**Given request**: Report how many lines in the rows below contain the string "trunk", matching case exactly. Give only the number.

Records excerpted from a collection
================================

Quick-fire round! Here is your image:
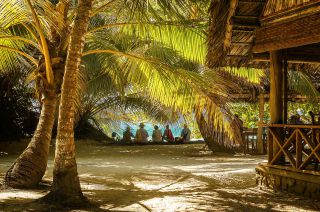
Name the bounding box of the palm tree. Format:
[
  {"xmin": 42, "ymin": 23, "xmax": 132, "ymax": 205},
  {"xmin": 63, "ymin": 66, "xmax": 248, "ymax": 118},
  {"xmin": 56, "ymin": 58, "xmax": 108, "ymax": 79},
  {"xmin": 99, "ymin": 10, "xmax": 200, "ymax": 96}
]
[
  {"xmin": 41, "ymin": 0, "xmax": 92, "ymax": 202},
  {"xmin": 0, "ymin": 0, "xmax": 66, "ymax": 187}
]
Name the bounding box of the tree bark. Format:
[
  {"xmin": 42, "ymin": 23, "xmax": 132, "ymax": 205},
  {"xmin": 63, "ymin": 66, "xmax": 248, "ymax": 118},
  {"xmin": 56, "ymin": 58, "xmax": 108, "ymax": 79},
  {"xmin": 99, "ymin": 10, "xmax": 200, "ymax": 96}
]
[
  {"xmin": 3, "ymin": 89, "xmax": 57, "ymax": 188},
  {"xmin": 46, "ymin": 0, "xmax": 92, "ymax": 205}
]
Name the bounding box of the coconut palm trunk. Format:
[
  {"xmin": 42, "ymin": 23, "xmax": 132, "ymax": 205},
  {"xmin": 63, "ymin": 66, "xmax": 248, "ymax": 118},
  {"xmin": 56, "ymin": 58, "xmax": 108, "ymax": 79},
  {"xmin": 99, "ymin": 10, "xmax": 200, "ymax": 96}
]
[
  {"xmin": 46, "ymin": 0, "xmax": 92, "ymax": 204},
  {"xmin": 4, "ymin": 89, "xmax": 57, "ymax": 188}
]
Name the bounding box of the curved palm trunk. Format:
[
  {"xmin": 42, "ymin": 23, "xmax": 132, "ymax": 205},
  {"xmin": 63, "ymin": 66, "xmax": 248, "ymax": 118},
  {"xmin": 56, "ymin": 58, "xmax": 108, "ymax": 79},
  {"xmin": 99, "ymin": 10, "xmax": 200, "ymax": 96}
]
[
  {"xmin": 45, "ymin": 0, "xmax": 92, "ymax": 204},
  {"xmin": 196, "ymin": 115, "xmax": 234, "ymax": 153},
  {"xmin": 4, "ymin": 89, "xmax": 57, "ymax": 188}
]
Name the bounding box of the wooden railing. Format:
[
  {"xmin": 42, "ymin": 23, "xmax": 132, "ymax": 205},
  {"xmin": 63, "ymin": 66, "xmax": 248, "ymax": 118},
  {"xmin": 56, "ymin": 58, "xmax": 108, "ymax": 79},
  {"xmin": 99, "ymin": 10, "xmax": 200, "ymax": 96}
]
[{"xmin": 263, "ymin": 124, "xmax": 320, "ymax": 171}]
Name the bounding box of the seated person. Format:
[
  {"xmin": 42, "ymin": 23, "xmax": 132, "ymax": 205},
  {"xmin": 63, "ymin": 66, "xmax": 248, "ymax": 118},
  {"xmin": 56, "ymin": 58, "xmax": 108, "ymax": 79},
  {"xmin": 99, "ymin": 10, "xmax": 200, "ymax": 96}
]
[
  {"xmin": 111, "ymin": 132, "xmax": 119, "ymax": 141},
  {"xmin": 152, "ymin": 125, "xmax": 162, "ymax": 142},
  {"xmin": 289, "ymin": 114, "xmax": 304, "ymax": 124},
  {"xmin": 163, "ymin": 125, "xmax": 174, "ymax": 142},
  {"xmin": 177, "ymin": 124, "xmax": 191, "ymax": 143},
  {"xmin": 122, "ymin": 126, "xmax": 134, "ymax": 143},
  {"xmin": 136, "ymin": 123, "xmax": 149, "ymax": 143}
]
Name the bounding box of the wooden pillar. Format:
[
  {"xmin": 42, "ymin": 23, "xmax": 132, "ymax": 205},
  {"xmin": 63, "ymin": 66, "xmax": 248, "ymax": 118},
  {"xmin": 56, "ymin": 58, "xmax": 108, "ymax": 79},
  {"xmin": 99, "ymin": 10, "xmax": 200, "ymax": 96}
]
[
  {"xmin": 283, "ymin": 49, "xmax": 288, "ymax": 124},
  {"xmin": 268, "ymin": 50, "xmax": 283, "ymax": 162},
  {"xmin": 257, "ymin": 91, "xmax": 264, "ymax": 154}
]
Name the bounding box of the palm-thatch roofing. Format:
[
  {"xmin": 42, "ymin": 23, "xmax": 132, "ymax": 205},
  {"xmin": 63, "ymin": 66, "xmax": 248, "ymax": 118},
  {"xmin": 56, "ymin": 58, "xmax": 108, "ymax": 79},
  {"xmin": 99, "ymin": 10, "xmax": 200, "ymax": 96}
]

================================

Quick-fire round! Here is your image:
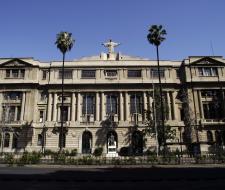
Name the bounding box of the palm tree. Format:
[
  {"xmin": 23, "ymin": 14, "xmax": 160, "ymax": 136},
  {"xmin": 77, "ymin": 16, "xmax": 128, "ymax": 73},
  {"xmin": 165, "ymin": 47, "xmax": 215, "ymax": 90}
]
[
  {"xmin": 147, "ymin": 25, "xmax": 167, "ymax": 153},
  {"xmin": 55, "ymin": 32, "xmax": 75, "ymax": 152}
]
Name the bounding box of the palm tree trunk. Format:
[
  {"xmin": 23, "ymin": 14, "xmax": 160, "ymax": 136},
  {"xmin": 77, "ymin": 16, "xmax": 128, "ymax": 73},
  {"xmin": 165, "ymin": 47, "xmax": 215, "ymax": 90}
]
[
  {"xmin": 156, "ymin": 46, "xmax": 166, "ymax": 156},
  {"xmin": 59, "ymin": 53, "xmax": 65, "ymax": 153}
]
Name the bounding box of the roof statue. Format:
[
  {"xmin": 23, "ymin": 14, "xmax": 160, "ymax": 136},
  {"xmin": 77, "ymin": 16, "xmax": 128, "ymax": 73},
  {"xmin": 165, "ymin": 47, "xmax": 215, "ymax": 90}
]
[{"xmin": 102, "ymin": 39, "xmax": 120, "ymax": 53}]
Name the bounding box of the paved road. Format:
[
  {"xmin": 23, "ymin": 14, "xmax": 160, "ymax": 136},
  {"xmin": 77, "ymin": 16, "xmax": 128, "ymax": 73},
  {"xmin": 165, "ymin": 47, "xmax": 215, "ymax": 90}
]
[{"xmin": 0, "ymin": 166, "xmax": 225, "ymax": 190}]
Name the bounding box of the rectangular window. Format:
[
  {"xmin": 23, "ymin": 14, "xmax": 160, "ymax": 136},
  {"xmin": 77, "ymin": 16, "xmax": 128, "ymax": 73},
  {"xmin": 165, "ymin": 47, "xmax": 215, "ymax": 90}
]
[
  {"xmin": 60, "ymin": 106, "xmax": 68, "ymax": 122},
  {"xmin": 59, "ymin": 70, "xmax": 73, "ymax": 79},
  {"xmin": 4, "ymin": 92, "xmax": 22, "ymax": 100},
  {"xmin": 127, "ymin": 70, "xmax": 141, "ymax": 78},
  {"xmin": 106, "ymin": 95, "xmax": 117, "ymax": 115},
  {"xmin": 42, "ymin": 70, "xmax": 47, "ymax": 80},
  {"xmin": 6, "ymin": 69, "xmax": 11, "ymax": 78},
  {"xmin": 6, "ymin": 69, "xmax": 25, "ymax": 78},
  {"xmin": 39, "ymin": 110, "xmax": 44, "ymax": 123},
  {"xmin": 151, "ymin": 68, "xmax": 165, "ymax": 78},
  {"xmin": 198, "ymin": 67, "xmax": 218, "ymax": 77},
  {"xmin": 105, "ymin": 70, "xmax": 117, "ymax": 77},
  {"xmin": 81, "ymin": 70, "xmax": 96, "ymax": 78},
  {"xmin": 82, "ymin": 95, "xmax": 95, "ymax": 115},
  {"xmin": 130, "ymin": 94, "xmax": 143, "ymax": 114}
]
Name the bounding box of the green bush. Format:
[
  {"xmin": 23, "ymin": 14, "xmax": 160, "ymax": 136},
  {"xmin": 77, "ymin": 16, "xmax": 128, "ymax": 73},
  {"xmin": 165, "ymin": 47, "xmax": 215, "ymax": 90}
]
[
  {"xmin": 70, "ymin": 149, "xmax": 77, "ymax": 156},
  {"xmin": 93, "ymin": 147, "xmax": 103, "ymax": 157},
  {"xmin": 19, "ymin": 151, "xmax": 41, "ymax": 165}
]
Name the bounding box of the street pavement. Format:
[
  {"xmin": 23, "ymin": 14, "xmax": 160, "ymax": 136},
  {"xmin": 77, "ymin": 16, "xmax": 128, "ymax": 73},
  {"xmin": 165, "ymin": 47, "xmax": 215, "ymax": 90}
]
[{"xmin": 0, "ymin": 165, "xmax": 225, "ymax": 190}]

================================

**Reply**: 3